> _Textauszug_:
•••

Doch das änderte sich umgehend, als die Nordkette, das gemeinsame dritte Programm von NDR, RB und SFB, die Originalfassung der US-amerikanischen Vorschulserie „Sesame Street“ ins Programm nahm. Auch ein Kinderprogramm, aber dieses galt von Anfang an als schick. Denn „Sesame Street“ war anders. Die Kulissen zeigten einwandfrei Amerika, wie man es aus Kinofilmen kannte, ein pittoreskes Slumviertel mit diesen kuriosen runden Mülltonnen, deren eine den griesgrämigen Oscar beherbergte. Hier wohnten Menschen mit unterschiedlichen Hautfarben und struppige kleine Monstren, die auch mal schlechte Laune haben durften. Zudem gab es freche Sketche und rasante Clips, in denen zu schmissiger Musik Zahlenfolgen oder das Alphabet vorübersausten. „Sesame Street“ war schnell, witzig und bunt, kurzum Pop, und darum unter Teenagern gesellschaftsfähig. Nebenher lernte man noch ein wenig Englisch – eine willkommene Nachhilfe.
Der NDR hatte die Serie beschafft, strahlte die Originalversion aus und ließ von Pädagogen und Filmemachern eine deutsche Fassung erarbeiten. WDR und HR schlossen sich an, die Südsender der ARD aber lehnten ab. Denn deutsche Kinder, so BR-Fernsehdirektor Helmut Oeller, könnten sich mit den „in der Sendung auftretenden Negern“ nicht identifizieren. Jenseits der Staatsgrenze wandte sich Helmut Zilk vom ORF gegen den US-Import, weil er „österreichischen Kindern nicht deren eigene Umwelt zeige“. Denn: „Hier werden die Kinder bekanntlich nicht mit Negern und Puertoricanern, sondern mit Türken und Jugoslawen konfrontiert.“ Dass die Serie bei der Zielgruppe großen Anklang fand, focht den ORF-Direktor nicht an: „Auch Haschisch ist bei vielen beliebt – der Beliebtheitsgrad ist kein Beweis für Bekömmlichkeit.“
Selbst dem Spiegel schien die unerhört neue Reihe nicht ganz geheuer: „Da hämmern höllisch die Alphabete, da zucken flipperhaft Ziffern in reißendem Rhythmus, und auf flinken Alliterations-Jux (‚Lustige Leute lieben lange Leitern‘) folgt – höchst gewagt – die Geschichte des ‚O‘ und das ‚Lied von der Sechs‘.“
Dieses mediale Furioso indes hatte System und war keineswegs leichtfertig in Gang gesetzt worden. Zwei Jahre hatte das mit acht Millionen Dollar ausgestattete Team des nichtkommerziellen US-Kanals PBS investiert, um die innovative Vorschulserie sorgfältig vorzubereiten. Pädagogen, Psychologen, Filmemacher, Puppenspieler und Komponisten erarbeiteten ein Konzept, das insbesondere die Kinder aus minderprivilegierten Familien erreichen und ihnen den Einstieg in die Grundschule erleichtern sollte.

•••

> _Bereitgestelltes Material_:
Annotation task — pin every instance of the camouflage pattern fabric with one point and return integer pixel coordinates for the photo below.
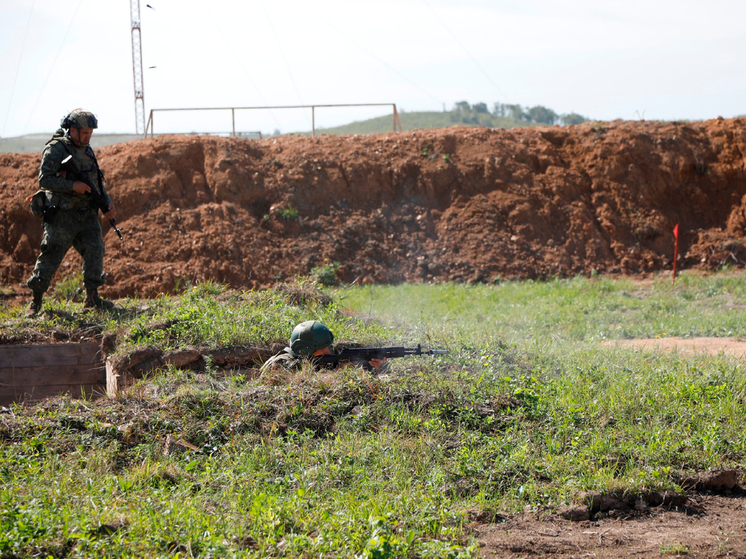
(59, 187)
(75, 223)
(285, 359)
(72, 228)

•••

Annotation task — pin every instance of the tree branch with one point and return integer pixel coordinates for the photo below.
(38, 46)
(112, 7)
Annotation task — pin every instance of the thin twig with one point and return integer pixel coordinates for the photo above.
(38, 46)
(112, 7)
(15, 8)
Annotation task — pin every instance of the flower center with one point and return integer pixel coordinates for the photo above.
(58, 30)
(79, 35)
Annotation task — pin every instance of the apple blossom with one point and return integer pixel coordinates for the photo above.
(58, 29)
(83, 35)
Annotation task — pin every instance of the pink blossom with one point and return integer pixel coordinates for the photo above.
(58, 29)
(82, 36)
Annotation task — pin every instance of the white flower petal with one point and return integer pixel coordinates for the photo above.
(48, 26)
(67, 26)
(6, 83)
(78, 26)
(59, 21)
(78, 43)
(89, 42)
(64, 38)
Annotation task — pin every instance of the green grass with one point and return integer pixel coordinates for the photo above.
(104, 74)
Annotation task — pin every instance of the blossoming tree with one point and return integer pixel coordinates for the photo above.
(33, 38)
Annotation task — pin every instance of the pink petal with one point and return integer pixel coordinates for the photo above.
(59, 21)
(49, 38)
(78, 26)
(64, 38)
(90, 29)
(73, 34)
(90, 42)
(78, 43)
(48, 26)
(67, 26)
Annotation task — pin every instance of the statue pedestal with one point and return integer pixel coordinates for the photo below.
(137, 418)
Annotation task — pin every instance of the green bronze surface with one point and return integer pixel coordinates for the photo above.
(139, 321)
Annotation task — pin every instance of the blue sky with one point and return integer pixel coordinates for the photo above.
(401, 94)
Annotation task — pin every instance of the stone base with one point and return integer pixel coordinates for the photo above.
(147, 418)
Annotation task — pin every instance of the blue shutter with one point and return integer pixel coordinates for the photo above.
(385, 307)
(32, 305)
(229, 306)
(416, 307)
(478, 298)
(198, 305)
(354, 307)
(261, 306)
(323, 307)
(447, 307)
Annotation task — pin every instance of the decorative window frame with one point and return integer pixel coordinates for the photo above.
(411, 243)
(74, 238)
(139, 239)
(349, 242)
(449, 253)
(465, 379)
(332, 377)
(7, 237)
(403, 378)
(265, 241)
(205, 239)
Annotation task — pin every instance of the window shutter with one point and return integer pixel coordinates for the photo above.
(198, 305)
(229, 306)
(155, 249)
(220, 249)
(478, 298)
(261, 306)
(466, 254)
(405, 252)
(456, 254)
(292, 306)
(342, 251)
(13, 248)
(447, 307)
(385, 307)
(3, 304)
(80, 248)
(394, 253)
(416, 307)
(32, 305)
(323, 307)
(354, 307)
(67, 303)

•••

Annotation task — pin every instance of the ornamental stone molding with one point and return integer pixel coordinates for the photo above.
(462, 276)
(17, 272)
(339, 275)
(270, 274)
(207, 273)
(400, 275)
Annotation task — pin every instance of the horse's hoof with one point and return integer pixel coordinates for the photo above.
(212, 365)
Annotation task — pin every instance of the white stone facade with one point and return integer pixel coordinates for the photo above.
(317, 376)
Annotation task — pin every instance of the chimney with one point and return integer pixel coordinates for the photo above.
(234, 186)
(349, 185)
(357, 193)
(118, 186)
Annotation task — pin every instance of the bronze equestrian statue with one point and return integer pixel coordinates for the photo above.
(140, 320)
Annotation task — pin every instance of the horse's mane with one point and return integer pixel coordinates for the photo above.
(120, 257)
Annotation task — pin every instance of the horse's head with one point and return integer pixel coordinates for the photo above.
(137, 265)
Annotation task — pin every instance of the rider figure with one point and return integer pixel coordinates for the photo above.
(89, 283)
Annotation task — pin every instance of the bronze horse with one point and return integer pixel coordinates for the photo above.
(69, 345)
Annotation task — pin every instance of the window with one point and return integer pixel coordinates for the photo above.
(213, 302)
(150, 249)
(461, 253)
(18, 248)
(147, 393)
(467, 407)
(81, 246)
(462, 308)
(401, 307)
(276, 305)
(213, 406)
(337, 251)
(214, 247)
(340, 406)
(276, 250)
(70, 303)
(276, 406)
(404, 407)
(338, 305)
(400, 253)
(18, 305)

•••

> _Arbeitsauftrag_:
Welche Berufsgruppen erarbeiteten laut dem Textauszug über „Sesame Street“ das Konzept der Serie? Zähle alle auf. Das Material spielt hierfür keine Rolle.

> _Lösung_:
Pädagogen, Psychologen, Filmemacher, Puppenspieler und Komponisten